№7, 1960/Обзоры и рецензии

Болгарская поэзия начала XX века

Д. Ф. Марков, Болгарская поэзия первой четверти XX века. Изд. АН СССР, М. 1959. 287 стр.

В советских работах по истории болгарской литературы до недавнего времени ощущался существенный пробел. В них не получала полной оценки поэзия начала XX века и некоторые прогрессивные поэты тех лет несправедливо причислялись к декадентству. Этот пробел восполняется работой Д. Маркова. Книга освещает историю болгарской поэзии, начиная с возникновения пролетарской литературы в Болгарии и кончая поэзией Сентябрьского восстания 1923 года. Кроме обобщающих обзоров, в нее входят отдельные главы о Пенчо Славейкове, Пейо Яворове, Димитре Полянове, Христо Смирненском и Гео Милеве.

Изучение болгарской литературы стало особенно плодотворным благодаря тесному контакту между советским и болгарским литературоведением. В историографическом введении Д. Марков отдает должное заслугам Т. Павлова, П. Зарева, Г. Цанева и других болгарских литературоведов. Можно было бы добавить, что и сам автор книги уже зарекомендовал себя как серьезный исследователь болгарской поэзии.

В исследовании есть очень ценное качество: вопросы истории и теории литературы в нем неразрывно связаны. История болгарской поэзии служит материалом для теоретических обобщений о путях исторической подготовки и формирования социалистического реализма в Болгарии. Хронологические рамки книги вполне оправданы: они позволяют проследить, как в болгарской литературе под влиянием рабочего социалистического движения уже на рубеже века подготавливался социалистический реализм, утвердившийся только в новой исторической обстановке, после всемирной по своему значению Октябрьской революции.

Социалистический реализм явился закономерным развитием всех лучших достижений мировой литературы и наиболее прогрессивных традиций каждой из национальных литератур. Поэтому для истории формирования социалистического реализма особую важность приобретает вопрос о его соотношении с другими художественными методами и о путях развития пролетарской литературы. Эти вопросы оказываются в центре внимания Д. Маркова.

Книга Д. Маркова направлена против упрощения историко-литературного процесса. В этом смысле очень показательна глава о Пенчо Славейкове. Еще не так давно для историков литературы его наследие было камнем преткновения. Наличие реакционных эстетических идей Пенчо Славейкова, налет декадентства долго препятствовали всесторонней и объективной оценке его творчества. Переоценка его наследия началась только после статей Т. Павлова И Г. Цанева, впервые указавших на прогрессивные стороны его поэзии. Развивая их положения, Д. Марков увязывает творчество Пенчо Славейкова с широким общедемократическим течением в литературе его времени. Он убедительно доказывает, что благодаря богатому интеллектуальному и психологическому содержанию поэзия Пенчо Славейкова, несмотря на свою созерцательность, была в болгарской реалистической литературе большим шагом вперед.

****************

● **Задания**
• a. Перепишите отрезок листинга от самого начала по строку с «x=645 y=273» включительно вместе с запросами, увеличив на 64 каждую координату в ответах. Изображения в ответ не включайте.
• b. Допишите рецензию на книгу о болгарской поэзии начала XX века, начав сразу после последнего приведённого предложения.

● **Материал для задания**

****************

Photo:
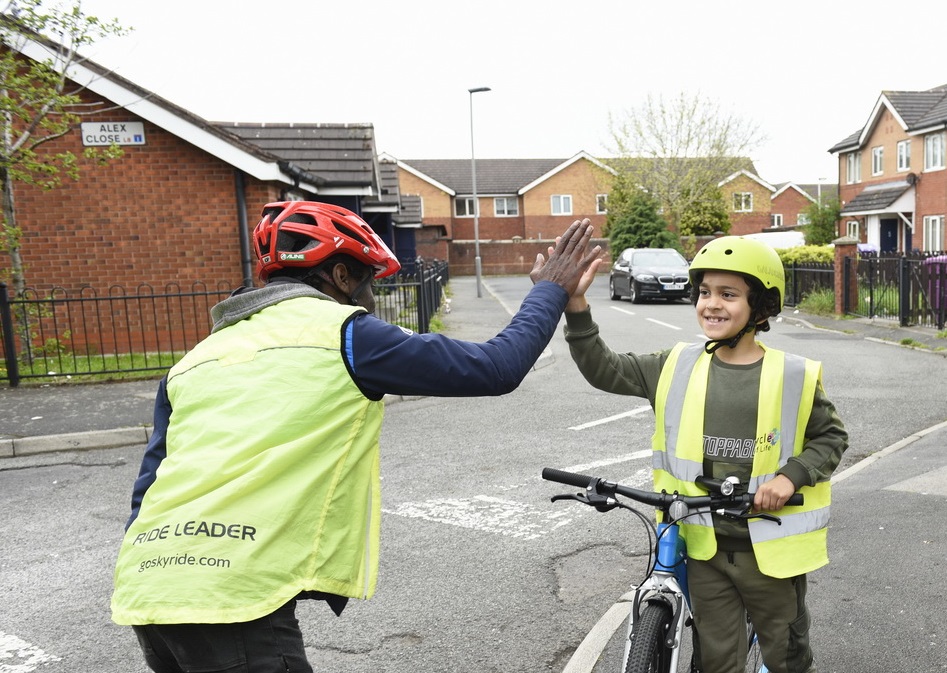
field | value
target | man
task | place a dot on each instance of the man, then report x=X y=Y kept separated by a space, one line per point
x=260 y=484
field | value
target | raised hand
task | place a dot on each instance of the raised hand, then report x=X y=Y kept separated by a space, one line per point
x=571 y=264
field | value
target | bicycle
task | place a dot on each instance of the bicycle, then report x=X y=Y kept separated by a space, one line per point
x=660 y=605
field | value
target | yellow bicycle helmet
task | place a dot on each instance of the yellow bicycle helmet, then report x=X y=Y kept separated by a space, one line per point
x=742 y=255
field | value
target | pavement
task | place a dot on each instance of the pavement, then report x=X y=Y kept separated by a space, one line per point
x=50 y=417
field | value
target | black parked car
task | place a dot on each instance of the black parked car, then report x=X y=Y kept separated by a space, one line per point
x=645 y=273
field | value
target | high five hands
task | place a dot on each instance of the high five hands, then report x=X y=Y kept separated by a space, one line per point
x=571 y=263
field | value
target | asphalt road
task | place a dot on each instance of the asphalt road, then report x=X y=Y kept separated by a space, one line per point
x=480 y=572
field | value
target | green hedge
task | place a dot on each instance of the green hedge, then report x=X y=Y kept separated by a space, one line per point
x=806 y=254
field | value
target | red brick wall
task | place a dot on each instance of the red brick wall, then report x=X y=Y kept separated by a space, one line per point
x=789 y=204
x=164 y=213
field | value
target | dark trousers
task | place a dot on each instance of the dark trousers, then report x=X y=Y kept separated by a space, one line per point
x=271 y=644
x=727 y=587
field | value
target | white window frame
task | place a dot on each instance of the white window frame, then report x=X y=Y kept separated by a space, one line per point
x=601 y=204
x=560 y=204
x=934 y=151
x=854 y=167
x=467 y=201
x=904 y=155
x=877 y=160
x=933 y=233
x=743 y=202
x=501 y=206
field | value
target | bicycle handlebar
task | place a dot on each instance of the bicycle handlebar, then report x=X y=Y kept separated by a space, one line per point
x=661 y=500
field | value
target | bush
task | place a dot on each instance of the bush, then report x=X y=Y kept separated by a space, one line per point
x=807 y=254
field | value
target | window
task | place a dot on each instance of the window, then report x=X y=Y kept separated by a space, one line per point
x=463 y=206
x=506 y=206
x=877 y=160
x=934 y=151
x=743 y=202
x=854 y=167
x=904 y=155
x=601 y=203
x=561 y=204
x=933 y=232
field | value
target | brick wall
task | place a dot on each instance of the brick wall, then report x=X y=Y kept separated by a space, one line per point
x=164 y=213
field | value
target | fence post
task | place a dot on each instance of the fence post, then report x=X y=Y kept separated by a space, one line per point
x=846 y=286
x=9 y=343
x=904 y=285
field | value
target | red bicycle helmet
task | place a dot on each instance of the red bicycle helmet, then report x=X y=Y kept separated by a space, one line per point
x=305 y=233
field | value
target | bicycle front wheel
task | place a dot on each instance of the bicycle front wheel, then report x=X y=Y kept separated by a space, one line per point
x=754 y=656
x=647 y=652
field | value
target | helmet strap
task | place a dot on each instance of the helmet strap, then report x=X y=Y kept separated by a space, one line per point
x=359 y=289
x=713 y=345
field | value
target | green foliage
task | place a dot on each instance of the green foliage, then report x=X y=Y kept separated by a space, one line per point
x=823 y=219
x=819 y=302
x=806 y=254
x=705 y=216
x=680 y=148
x=634 y=222
x=38 y=103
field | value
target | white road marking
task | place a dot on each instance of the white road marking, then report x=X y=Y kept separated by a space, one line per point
x=19 y=656
x=663 y=324
x=609 y=419
x=511 y=518
x=637 y=455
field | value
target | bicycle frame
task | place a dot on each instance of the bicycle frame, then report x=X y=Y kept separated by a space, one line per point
x=666 y=583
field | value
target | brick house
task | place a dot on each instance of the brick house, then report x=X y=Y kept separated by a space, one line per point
x=179 y=206
x=790 y=200
x=749 y=201
x=523 y=204
x=892 y=177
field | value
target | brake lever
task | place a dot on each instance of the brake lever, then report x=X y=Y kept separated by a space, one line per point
x=745 y=513
x=600 y=502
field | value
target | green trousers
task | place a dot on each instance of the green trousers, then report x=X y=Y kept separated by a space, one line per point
x=729 y=586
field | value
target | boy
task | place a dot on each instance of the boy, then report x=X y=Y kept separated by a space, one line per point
x=733 y=407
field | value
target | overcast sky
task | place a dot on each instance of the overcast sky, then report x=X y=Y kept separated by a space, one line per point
x=807 y=72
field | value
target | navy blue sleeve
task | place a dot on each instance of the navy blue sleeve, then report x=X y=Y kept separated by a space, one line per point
x=156 y=450
x=386 y=359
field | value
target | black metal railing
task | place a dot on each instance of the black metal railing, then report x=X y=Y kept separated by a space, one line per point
x=58 y=334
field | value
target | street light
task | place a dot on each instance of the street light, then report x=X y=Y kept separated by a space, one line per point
x=473 y=174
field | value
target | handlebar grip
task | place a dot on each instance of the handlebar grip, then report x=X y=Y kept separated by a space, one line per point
x=570 y=478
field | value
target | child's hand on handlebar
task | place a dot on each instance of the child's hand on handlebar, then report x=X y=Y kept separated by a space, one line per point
x=773 y=494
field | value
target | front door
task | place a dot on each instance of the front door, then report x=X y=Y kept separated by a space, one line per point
x=889 y=236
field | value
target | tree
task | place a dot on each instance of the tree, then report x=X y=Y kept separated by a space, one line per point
x=823 y=219
x=633 y=221
x=705 y=216
x=679 y=151
x=39 y=103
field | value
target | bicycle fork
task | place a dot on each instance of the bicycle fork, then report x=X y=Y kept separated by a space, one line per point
x=667 y=584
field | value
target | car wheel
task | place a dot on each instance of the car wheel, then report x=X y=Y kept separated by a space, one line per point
x=634 y=294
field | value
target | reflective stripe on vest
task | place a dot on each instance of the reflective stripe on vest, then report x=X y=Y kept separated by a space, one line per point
x=787 y=388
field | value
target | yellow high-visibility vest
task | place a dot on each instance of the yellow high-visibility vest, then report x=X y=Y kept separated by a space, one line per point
x=271 y=483
x=787 y=388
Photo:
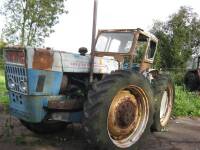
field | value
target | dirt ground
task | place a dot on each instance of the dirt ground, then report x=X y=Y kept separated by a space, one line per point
x=182 y=134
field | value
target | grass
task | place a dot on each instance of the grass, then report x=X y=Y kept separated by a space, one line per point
x=186 y=103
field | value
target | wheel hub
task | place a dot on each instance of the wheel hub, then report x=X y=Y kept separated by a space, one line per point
x=125 y=114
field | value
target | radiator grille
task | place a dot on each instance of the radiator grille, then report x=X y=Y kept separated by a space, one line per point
x=17 y=74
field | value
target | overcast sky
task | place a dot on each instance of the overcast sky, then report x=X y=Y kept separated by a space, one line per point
x=74 y=29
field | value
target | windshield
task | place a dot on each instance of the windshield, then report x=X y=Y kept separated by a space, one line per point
x=118 y=42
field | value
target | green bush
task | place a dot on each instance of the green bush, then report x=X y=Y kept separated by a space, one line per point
x=186 y=103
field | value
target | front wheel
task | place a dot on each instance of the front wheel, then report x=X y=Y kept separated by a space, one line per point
x=119 y=111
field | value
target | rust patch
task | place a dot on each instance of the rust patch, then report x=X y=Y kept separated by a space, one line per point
x=42 y=59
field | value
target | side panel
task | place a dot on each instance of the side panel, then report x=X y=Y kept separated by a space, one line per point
x=81 y=64
x=29 y=108
x=56 y=64
x=41 y=82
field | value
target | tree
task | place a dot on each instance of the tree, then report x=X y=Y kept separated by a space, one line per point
x=30 y=21
x=179 y=38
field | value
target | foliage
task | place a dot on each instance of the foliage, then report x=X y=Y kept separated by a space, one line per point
x=3 y=90
x=30 y=21
x=2 y=45
x=179 y=37
x=186 y=103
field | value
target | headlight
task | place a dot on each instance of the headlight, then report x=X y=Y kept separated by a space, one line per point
x=23 y=86
x=11 y=83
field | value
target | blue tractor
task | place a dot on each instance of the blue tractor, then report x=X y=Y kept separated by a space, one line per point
x=113 y=92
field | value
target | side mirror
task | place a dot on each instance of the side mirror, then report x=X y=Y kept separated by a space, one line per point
x=82 y=51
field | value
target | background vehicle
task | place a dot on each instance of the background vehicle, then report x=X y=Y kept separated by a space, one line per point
x=114 y=92
x=192 y=76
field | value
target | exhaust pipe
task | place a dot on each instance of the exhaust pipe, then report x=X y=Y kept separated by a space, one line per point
x=93 y=40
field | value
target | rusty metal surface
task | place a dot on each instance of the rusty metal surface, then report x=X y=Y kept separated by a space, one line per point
x=65 y=105
x=128 y=116
x=43 y=59
x=120 y=121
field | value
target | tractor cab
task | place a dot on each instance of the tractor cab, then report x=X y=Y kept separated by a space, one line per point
x=131 y=48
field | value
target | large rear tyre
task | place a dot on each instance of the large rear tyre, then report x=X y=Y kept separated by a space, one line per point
x=164 y=94
x=44 y=127
x=119 y=111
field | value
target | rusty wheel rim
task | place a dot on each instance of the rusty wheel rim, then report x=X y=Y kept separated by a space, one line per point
x=166 y=106
x=128 y=116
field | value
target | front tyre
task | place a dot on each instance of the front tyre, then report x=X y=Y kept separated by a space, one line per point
x=119 y=111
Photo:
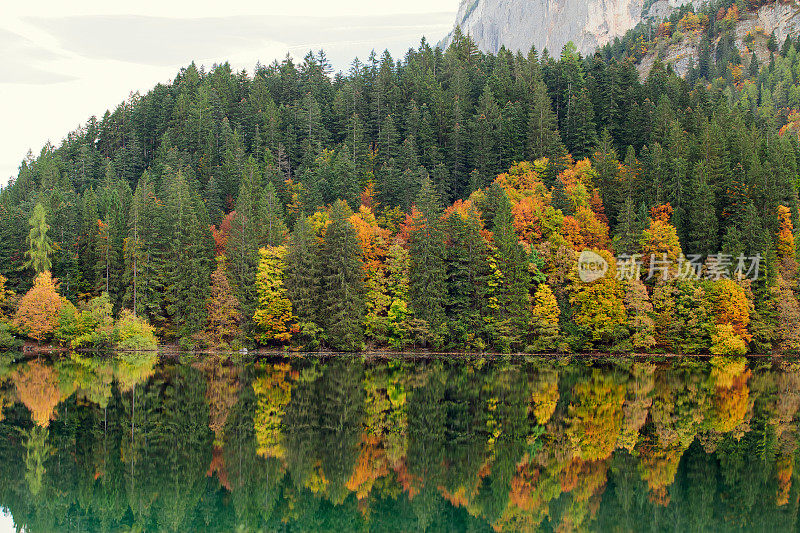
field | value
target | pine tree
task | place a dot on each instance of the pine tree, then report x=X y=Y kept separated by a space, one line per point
x=343 y=282
x=222 y=309
x=40 y=245
x=466 y=278
x=427 y=288
x=303 y=272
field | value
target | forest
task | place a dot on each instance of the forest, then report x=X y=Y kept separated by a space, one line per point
x=359 y=444
x=441 y=201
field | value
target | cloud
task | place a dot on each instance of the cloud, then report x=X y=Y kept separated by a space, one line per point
x=22 y=62
x=160 y=41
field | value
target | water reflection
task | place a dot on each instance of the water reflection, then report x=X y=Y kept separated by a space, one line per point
x=107 y=444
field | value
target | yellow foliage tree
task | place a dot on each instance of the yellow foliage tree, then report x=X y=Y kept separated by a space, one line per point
x=544 y=319
x=37 y=315
x=5 y=297
x=273 y=317
x=660 y=239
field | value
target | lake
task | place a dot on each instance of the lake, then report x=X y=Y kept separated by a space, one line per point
x=210 y=443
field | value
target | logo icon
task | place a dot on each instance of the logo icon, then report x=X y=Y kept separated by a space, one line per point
x=591 y=266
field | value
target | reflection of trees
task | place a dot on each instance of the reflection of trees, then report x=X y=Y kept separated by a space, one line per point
x=695 y=445
x=169 y=449
x=322 y=428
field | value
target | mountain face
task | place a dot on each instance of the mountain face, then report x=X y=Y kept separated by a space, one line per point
x=520 y=24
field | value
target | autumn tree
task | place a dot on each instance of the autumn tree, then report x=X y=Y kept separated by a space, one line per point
x=640 y=315
x=786 y=243
x=223 y=321
x=545 y=312
x=343 y=282
x=274 y=319
x=38 y=312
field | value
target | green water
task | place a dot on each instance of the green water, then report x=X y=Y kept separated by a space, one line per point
x=132 y=443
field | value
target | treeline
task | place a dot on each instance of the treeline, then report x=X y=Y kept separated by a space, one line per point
x=377 y=445
x=165 y=203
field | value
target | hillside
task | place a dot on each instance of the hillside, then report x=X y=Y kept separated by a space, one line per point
x=443 y=200
x=683 y=43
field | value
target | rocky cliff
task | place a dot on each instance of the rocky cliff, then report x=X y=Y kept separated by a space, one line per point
x=520 y=24
x=750 y=36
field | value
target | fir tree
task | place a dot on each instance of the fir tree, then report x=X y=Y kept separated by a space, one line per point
x=344 y=292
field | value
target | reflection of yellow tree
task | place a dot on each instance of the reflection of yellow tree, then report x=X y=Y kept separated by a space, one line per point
x=680 y=402
x=36 y=452
x=273 y=392
x=731 y=402
x=785 y=469
x=544 y=395
x=637 y=404
x=595 y=416
x=38 y=388
x=134 y=368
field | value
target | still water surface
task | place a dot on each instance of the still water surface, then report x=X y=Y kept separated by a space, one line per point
x=354 y=444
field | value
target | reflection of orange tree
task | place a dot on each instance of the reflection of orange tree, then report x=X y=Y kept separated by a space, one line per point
x=584 y=482
x=221 y=393
x=370 y=466
x=544 y=395
x=637 y=404
x=595 y=416
x=134 y=368
x=533 y=487
x=38 y=388
x=658 y=466
x=273 y=393
x=732 y=395
x=784 y=469
x=680 y=403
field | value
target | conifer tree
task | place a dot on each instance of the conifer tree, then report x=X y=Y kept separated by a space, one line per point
x=40 y=245
x=222 y=309
x=467 y=272
x=427 y=288
x=344 y=292
x=303 y=274
x=514 y=292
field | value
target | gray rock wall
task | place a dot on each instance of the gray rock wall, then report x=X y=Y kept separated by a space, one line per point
x=520 y=24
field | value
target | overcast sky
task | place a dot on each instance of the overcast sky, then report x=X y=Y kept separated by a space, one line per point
x=62 y=61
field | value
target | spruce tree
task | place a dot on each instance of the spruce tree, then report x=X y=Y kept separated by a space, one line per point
x=40 y=245
x=427 y=289
x=343 y=305
x=303 y=273
x=513 y=294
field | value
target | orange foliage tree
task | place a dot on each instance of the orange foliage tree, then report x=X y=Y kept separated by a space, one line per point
x=5 y=297
x=39 y=309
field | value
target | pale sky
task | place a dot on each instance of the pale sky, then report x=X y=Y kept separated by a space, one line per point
x=64 y=61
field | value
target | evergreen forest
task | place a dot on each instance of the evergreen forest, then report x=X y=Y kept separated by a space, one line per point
x=442 y=200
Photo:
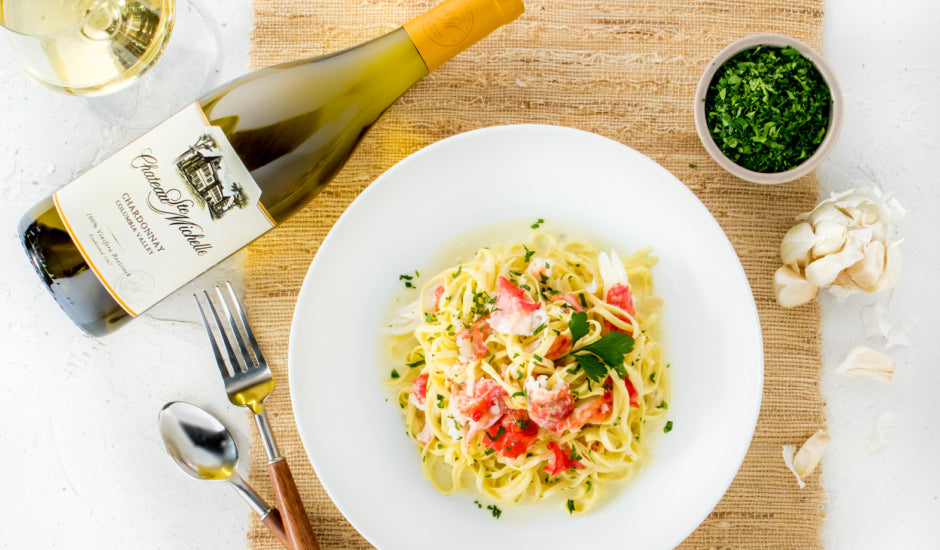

****************

● **Ответы**
• a.
Photo:
field | value
target | man
task | place a dot on each instance of the man, then report x=X y=Y kept separated by a space, one line per point
x=324 y=548
field | value
target | raised hand
task | place a dot on each instance of the raised hand, then report x=X y=Y kept separated by a space, one line per point
x=635 y=328
field | value
target | bicycle
task | place a dot on each instance of the bicycle, then report x=X y=Y kept separated by a space, one line per point
x=724 y=669
field | value
target | yellow bicycle helmet
task | place a dot on each instance of the yellow bicycle helmet, then report x=X y=Y kept separated by a space, one line per point
x=806 y=319
field | value
target | pavement
task | place a dot on each instance of the pavement, then report x=X y=Y kept separated by a space, one line per point
x=114 y=481
field | value
target | black parked car
task | place a dot on each instance of the black parked car, then report x=X y=Y kept separated by a space, one line per point
x=709 y=337

• b.
В следующей главе – о Пейо Яворове – Д. Марков показывает, как этот замечательный поэт, продолжая Пенчо Славейкова, достиг исключительной силы в поэтическом изображении внутреннего мира человека, его неудовлетворенности настоящим, которая сочетается со стремлением к лучшему будущему человечества. Все наиболее ценное в наследии обоих поэтов Марков справедливо относит к демократическому направлению в болгарской поэзии, и он совершенно прав, утверждая, что их художественные достижения позднее, в послеоктябрьскую эпоху, были творчески освоены и переработаны на основе метода социалистического реализма.

Историко-литературные оценки отдельных поэтов у Д. Маркова не всегда совпадают со взглядами некоторых болгарских литературоведов. Соглашаясь с ними, он говорит о подготовке социалистического реализма в поэзии первого болгарского пролетарского поэта Д. Полякова, но в определении существа его художественного метода высказывает другую точку зрения и определяет его не как реализм, а как революционный романтизм – «революционно-романтическую форму правдивого изображения жизни» (стр. 137). Характеризуя поэзию Христо Смирненского, он дает такое определение: «революционная романтика, органически входящая в реализм» (стр. 211). Среди болгарских литературоведов вокруг этих определений разгорелся спор. Его предварительный итог подведен в статьях Д. Маркова и главного из его оппонентов Т. Павлова, напечатанных в N 5 журнала «Литературна мисъл» за 1959 год.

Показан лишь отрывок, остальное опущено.